## Start EXERCISE INPUTS

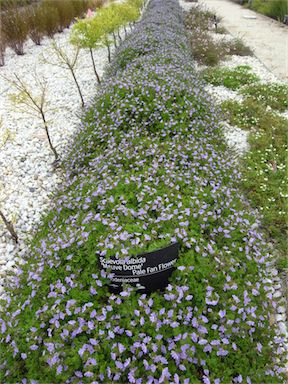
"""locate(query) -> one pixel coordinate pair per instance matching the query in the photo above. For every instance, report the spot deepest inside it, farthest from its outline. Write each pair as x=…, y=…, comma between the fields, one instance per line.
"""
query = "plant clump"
x=232, y=78
x=200, y=22
x=272, y=95
x=148, y=167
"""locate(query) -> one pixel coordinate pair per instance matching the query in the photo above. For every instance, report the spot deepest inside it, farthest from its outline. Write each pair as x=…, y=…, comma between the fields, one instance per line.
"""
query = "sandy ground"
x=266, y=37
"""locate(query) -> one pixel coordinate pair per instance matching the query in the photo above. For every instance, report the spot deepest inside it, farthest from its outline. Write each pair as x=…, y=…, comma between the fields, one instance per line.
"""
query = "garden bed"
x=148, y=167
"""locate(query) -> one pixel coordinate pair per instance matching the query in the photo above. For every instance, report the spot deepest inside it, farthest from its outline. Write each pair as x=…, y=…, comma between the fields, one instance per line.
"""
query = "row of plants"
x=200, y=22
x=34, y=21
x=277, y=9
x=104, y=28
x=148, y=167
x=101, y=31
x=264, y=167
x=6, y=4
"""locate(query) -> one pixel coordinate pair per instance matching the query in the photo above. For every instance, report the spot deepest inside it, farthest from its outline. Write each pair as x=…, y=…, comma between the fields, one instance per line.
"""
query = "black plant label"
x=148, y=271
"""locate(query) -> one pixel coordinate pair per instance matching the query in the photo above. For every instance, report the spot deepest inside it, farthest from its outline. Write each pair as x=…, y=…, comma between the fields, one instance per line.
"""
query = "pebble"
x=27, y=178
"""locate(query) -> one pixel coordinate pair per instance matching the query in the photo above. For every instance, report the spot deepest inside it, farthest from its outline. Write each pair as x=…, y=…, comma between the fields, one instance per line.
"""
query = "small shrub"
x=15, y=28
x=36, y=20
x=65, y=11
x=2, y=50
x=251, y=114
x=199, y=17
x=51, y=20
x=276, y=9
x=206, y=51
x=80, y=6
x=231, y=78
x=237, y=47
x=272, y=95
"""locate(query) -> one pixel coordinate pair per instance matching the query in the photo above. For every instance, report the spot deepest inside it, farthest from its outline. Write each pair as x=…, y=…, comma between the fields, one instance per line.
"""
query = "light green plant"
x=232, y=78
x=86, y=34
x=31, y=103
x=67, y=61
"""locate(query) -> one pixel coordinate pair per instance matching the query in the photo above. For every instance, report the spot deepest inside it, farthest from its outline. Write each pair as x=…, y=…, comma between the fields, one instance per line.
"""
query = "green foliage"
x=276, y=9
x=264, y=167
x=265, y=182
x=86, y=34
x=36, y=20
x=15, y=29
x=251, y=114
x=65, y=10
x=51, y=19
x=199, y=21
x=237, y=47
x=271, y=95
x=232, y=78
x=96, y=31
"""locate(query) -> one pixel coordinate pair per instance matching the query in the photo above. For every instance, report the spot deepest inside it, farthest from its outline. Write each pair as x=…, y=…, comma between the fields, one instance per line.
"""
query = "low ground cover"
x=272, y=95
x=276, y=9
x=232, y=78
x=206, y=50
x=148, y=167
x=264, y=167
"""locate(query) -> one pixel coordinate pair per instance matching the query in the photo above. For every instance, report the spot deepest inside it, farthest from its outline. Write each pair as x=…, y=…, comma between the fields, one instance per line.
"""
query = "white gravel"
x=237, y=140
x=27, y=177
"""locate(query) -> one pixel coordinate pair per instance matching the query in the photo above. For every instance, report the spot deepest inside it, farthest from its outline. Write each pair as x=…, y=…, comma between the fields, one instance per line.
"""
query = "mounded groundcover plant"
x=148, y=167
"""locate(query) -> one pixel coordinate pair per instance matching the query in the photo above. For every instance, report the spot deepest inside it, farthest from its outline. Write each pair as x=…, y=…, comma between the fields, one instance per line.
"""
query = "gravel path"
x=27, y=177
x=265, y=36
x=237, y=139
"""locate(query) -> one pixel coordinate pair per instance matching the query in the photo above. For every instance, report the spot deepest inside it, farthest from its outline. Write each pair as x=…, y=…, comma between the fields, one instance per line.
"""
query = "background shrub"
x=15, y=29
x=148, y=167
x=36, y=20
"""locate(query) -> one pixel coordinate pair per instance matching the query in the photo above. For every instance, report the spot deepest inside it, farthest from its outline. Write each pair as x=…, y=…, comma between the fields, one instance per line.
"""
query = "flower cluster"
x=148, y=167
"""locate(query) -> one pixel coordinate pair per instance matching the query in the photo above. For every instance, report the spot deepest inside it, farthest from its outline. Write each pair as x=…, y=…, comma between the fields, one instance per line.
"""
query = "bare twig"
x=67, y=62
x=35, y=103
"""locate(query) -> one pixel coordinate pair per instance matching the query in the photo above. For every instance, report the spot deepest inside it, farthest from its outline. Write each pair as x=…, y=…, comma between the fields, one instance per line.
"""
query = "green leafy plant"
x=51, y=19
x=232, y=78
x=86, y=34
x=237, y=47
x=33, y=104
x=9, y=226
x=251, y=114
x=36, y=19
x=271, y=95
x=66, y=61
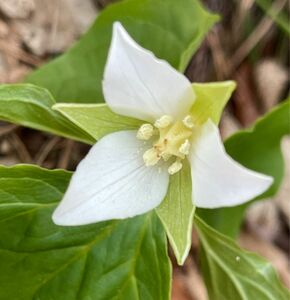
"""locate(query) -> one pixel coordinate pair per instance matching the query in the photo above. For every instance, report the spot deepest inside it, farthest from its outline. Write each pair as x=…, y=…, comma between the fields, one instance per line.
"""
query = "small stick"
x=64, y=159
x=46, y=149
x=20, y=148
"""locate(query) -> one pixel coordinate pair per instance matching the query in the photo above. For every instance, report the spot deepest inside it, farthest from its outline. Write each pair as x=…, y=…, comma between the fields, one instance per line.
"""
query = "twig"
x=46, y=149
x=259, y=32
x=64, y=160
x=19, y=54
x=20, y=148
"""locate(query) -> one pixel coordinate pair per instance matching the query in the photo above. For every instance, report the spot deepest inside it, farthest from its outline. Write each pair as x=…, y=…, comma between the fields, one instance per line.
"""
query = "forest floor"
x=246, y=46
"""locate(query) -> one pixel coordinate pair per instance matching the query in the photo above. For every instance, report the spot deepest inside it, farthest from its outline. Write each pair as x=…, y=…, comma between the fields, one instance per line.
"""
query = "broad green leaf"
x=211, y=99
x=39, y=260
x=30, y=106
x=172, y=29
x=232, y=273
x=96, y=119
x=176, y=213
x=257, y=148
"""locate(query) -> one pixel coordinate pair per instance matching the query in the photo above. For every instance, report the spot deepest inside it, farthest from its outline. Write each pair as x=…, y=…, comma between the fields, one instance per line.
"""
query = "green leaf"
x=257, y=148
x=232, y=273
x=176, y=213
x=39, y=260
x=96, y=119
x=172, y=29
x=30, y=106
x=211, y=99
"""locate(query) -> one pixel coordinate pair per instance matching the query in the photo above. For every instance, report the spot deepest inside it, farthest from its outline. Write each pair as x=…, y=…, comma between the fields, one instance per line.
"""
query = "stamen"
x=163, y=122
x=151, y=157
x=185, y=147
x=165, y=156
x=188, y=121
x=145, y=132
x=175, y=167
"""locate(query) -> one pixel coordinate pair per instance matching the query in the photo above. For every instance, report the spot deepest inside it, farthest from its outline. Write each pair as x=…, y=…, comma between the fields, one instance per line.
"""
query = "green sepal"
x=176, y=212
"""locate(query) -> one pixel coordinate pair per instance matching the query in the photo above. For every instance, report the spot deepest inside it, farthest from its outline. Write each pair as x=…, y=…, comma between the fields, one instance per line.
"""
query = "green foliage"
x=232, y=273
x=96, y=119
x=172, y=29
x=39, y=260
x=30, y=106
x=176, y=213
x=257, y=148
x=211, y=99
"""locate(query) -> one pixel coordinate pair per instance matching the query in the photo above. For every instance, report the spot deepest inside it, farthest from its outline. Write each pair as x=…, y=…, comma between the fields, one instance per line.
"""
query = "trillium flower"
x=126, y=173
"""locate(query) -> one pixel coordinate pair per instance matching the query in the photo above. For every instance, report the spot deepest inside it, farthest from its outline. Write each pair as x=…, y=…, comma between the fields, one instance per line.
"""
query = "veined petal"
x=112, y=182
x=218, y=180
x=139, y=85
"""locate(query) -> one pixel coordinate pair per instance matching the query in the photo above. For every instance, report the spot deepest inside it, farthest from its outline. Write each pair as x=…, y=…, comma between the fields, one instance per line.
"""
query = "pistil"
x=173, y=141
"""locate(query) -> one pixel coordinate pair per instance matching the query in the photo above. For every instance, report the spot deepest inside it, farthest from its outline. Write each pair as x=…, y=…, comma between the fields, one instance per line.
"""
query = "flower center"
x=173, y=142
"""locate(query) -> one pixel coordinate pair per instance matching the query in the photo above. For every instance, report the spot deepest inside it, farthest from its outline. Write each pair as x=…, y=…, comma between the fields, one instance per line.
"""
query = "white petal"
x=112, y=182
x=218, y=180
x=139, y=85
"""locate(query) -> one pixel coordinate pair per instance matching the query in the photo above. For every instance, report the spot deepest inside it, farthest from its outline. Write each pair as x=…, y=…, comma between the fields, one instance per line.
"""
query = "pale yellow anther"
x=163, y=122
x=184, y=148
x=145, y=132
x=151, y=157
x=165, y=156
x=188, y=121
x=175, y=167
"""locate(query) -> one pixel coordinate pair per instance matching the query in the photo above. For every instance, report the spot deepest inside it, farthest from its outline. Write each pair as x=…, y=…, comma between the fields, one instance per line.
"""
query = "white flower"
x=127, y=173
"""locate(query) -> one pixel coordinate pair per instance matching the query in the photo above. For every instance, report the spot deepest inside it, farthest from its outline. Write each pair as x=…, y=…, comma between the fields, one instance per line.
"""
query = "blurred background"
x=249, y=45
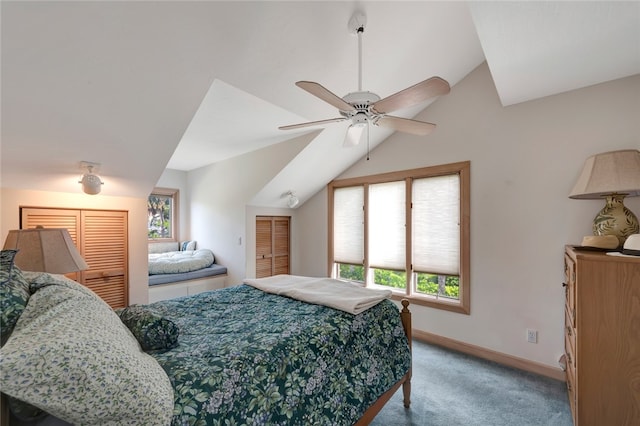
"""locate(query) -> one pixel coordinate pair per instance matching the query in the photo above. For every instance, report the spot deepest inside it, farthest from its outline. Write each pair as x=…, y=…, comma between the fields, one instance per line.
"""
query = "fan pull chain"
x=368, y=128
x=360, y=31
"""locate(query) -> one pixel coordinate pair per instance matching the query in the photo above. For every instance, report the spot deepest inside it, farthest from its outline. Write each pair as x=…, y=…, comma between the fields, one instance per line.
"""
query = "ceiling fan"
x=363, y=108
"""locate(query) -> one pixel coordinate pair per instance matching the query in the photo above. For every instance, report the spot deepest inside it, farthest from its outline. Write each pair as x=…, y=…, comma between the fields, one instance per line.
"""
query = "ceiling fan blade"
x=435, y=86
x=312, y=123
x=406, y=125
x=321, y=92
x=354, y=134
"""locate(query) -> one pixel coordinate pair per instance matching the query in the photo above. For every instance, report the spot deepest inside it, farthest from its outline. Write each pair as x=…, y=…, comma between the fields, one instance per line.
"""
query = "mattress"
x=210, y=271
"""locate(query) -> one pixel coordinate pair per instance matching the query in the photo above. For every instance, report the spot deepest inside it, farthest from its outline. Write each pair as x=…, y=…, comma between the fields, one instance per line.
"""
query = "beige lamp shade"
x=614, y=172
x=611, y=176
x=45, y=250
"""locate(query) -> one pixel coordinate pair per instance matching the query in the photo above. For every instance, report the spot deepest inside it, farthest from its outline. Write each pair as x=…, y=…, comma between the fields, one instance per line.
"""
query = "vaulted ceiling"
x=142, y=86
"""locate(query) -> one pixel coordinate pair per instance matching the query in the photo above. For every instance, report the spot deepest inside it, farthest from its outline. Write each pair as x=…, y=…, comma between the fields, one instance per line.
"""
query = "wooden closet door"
x=280, y=245
x=104, y=248
x=101, y=237
x=272, y=246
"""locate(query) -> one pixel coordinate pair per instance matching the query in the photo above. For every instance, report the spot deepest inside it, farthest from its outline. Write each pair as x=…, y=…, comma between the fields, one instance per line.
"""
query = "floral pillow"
x=153, y=331
x=72, y=357
x=14, y=294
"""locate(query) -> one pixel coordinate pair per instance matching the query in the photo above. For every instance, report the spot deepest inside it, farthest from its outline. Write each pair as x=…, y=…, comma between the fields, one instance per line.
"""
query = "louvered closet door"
x=104, y=248
x=54, y=218
x=263, y=247
x=101, y=238
x=280, y=245
x=272, y=246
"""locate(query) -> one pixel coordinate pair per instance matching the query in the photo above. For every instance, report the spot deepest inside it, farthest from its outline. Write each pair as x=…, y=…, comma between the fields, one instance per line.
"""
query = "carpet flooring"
x=449, y=388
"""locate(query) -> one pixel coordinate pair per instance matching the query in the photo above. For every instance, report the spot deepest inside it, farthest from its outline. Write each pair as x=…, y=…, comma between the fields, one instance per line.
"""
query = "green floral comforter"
x=249, y=357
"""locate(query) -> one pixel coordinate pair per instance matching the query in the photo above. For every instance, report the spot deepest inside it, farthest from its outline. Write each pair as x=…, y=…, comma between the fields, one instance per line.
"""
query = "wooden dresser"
x=602, y=337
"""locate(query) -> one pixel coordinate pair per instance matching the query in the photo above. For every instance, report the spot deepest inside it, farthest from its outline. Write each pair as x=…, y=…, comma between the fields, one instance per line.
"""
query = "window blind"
x=436, y=225
x=348, y=225
x=387, y=230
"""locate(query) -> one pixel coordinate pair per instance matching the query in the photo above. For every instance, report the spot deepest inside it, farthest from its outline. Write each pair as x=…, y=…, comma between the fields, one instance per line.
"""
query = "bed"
x=181, y=269
x=239, y=355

## End EXERCISE INPUTS

**YOUR INSTRUCTIONS:** Can you collect every line in the data above that contains the string "flower" and copy each one out in full?

**RESULT FOR THIS TASK:**
query = "flower cluster"
query = "trillium flower"
query = "flower center"
query = "white flower"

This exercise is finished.